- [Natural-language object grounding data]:

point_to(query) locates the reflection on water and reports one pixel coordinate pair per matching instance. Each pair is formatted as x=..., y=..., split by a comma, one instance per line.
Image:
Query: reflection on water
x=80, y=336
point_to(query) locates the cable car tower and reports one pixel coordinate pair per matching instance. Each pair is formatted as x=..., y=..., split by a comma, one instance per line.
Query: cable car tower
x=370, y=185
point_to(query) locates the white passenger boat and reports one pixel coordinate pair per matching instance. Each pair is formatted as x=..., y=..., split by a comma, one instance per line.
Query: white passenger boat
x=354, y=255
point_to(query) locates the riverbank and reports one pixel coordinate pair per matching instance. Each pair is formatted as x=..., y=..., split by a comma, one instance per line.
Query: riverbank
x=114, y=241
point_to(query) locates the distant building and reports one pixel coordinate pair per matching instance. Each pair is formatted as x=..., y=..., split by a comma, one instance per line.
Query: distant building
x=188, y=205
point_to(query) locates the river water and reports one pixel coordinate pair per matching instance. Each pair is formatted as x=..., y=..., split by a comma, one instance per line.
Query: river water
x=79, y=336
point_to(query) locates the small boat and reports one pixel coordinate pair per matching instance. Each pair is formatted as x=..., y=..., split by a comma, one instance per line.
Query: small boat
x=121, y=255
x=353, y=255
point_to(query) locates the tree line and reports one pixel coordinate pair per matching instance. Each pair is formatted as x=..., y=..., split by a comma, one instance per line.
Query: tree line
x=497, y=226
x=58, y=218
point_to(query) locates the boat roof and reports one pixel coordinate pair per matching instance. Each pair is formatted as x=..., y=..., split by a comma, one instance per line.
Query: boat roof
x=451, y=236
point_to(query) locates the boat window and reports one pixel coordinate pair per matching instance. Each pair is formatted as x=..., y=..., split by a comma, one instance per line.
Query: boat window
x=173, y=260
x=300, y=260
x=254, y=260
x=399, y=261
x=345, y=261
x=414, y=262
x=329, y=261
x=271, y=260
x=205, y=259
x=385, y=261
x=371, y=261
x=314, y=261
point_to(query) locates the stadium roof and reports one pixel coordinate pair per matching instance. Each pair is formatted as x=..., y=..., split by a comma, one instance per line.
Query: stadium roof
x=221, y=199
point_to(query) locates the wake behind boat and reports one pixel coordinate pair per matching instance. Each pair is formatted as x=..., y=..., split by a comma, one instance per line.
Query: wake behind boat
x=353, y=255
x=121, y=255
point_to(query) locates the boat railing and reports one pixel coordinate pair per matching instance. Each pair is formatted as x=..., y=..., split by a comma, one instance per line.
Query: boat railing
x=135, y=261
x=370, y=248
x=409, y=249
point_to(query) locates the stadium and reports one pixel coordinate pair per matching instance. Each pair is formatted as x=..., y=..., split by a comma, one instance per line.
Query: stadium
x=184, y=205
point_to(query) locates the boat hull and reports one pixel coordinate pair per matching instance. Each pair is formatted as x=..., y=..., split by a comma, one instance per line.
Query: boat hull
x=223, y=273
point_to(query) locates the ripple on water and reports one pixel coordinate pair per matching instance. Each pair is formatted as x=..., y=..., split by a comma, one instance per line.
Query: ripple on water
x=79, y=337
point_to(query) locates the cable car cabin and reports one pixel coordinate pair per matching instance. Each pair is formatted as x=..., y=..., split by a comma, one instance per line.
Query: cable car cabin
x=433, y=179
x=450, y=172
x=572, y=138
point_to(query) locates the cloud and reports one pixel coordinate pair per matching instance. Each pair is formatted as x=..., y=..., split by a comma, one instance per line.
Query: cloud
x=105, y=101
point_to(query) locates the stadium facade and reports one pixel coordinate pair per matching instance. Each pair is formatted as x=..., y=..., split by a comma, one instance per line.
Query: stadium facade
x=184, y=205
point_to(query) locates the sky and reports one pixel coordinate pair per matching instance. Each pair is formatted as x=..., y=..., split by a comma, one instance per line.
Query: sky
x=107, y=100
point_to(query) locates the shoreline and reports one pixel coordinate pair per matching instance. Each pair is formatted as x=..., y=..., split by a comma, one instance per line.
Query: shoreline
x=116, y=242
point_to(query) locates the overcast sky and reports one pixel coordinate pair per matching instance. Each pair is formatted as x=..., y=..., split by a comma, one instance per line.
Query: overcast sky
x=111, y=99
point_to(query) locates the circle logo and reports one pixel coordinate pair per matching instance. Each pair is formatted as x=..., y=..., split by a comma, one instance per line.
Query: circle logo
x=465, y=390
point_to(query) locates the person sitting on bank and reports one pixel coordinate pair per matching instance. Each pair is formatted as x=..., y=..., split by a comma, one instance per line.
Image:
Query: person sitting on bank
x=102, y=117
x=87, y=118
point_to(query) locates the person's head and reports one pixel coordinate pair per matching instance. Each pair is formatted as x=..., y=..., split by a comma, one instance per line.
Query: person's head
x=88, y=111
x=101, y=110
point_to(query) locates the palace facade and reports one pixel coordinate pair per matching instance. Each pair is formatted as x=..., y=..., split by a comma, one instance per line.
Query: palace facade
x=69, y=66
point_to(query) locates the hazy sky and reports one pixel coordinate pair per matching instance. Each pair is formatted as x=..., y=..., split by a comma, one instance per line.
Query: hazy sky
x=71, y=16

- [To do]:
The data above must be returned in full, exactly as written.

- [Result below]:
point_to(query) locates the reflection on water and reports one pixel coordinate pair per matching instance. Each pair is formatted as x=..., y=..., split by a comma, one instance per line.
Image:
Query: reflection on water
x=80, y=336
point_to(query) locates the cable car tower and reports one pixel coordinate pair per matching instance. Each pair is formatted as x=..., y=..., split by a comma, one instance per line.
Query: cable car tower
x=370, y=185
point_to(query) locates the white passenger boat and reports one pixel coordinate pair per matching instance. Each pair is formatted as x=..., y=..., split by a comma, one instance per line.
Query: white passenger boat
x=354, y=255
point_to(query) locates the riverbank and reports one pixel coordinate pair per matching instance. Each pair is formatted as x=..., y=..., split by a comma, one instance per line.
Query: riverbank
x=114, y=241
point_to(query) locates the distant building and reports one pixel coordinate pair per matching instance. Each pair is formatted as x=..., y=..., split by a comma, one instance per line.
Query: distant building
x=188, y=205
point_to(query) locates the river water and reports one pixel coordinate pair per matching instance. Each pair is formatted as x=..., y=..., split by a comma, one instance per line.
Query: river water
x=79, y=336
point_to(query) locates the small boat and reports one pixel coordinate pair per matching instance. Each pair is formatted as x=..., y=..., split by a comma, one instance per line.
Query: small boat
x=121, y=255
x=353, y=255
point_to(query) locates the tree line and reports one pixel coordinate pair per matching instance. Each pair is formatted as x=..., y=..., split by a comma, one instance per line.
Query: tree line
x=497, y=226
x=58, y=218
point_to(query) locates the boat roof and reports one pixel coordinate pair per matching instance. Each pair is formatted as x=..., y=..., split by a comma, one instance per line.
Query: boat roof
x=451, y=236
point_to(query) locates the boat window and reports one pixel coordinate pair per matching instance. Each pair is formatted as x=..., y=..., split by a comma, one instance per line.
Query: boat window
x=173, y=260
x=300, y=260
x=254, y=260
x=399, y=261
x=345, y=261
x=414, y=262
x=329, y=261
x=271, y=260
x=205, y=259
x=385, y=261
x=371, y=261
x=314, y=261
point_to(query) locates the stadium roof and reports one pixel coordinate pair per matching instance. Each pair is formatted as x=..., y=..., split by a comma, one instance per line.
Query: stadium roof
x=221, y=199
point_to(query) locates the wake behind boat and reports one pixel coordinate pair per matching instance. Each pair is formatted as x=..., y=..., split by a comma, one instance per line.
Query: wake behind boat
x=353, y=255
x=121, y=255
point_to(query) locates the boat railing and reports one pixel coordinate pair per matching instance. Each pair is formatted as x=..., y=..., split by a comma, one instance per line.
Query: boat railing
x=135, y=261
x=370, y=248
x=409, y=249
point_to(query) locates the stadium and reports one pixel coordinate pair per matching instance. Each pair is formatted as x=..., y=..., split by a comma, one instance per line.
Query: stadium
x=184, y=205
point_to(query) locates the boat hull and reports one pixel coordinate pair per matching instance. Each pair is formatted as x=..., y=..., split by a comma, one instance per line.
Query: boat hull
x=223, y=273
point_to(query) locates the ripple on water and reports one pixel coordinate pair per matching instance. Each pair is formatted as x=..., y=..., split by a comma, one instance per line.
Query: ripple on water
x=79, y=337
point_to(query) locates the cable car cabin and reports one pixel coordinate pair per matching instance. Each pair is formatted as x=..., y=..., split by a comma, one instance per line.
Query: cable car cabin
x=433, y=179
x=450, y=172
x=572, y=138
point_to(query) locates the cloud and reports one pixel coordinate pair per matching instance. Each pair is formatted as x=..., y=..., split by a comma, one instance per line.
Query: cloud
x=105, y=101
point_to(query) locates the stadium facade and reports one pixel coordinate pair per matching instance. Each pair is formatted as x=..., y=..., split by a comma, one instance per line.
Query: stadium facade
x=184, y=205
point_to(query) locates the sky and reports one pixel coordinate pair per matching instance. Each pair is formatted as x=..., y=..., split by a comma, one instance per line.
Query: sky
x=107, y=100
point_to(query) locates the shoreline and reports one pixel coordinate pair per matching instance. Each pair is formatted as x=..., y=..., split by a comma, one instance per line.
Query: shoreline
x=116, y=242
point_to(query) locates the overcast sky and reports one pixel coordinate pair per matching instance. Each pair is formatted as x=..., y=..., split by a comma, one instance per line.
Query: overcast sky
x=111, y=99
point_to(query) locates the circle logo and reports one pixel coordinate pair per matching instance. Each pair is formatted as x=..., y=..., split by a comma, one instance per line.
Query: circle logo
x=465, y=390
point_to(query) locates the person sitting on bank and reports one pixel coordinate pair per matching instance. Each pair is formatted as x=..., y=..., split by a comma, one instance per line.
Image:
Query: person sitting on bank
x=102, y=117
x=87, y=118
point_to(query) locates the person's head and reports one pixel coordinate pair per matching instance. Each pair is formatted as x=..., y=..., split by a comma, one instance per line.
Query: person's head
x=88, y=111
x=101, y=110
point_to(query) locates the palace facade and reports one pixel coordinate pair per matching instance. Each pair is formatted as x=..., y=..., split by a comma, one instance per line.
Query: palace facade
x=69, y=66
point_to(query) locates the hazy sky and reports one pixel coordinate pair per matching instance. Each pair is formatted as x=..., y=..., split by a comma, one instance per line.
Query: hazy sky
x=71, y=16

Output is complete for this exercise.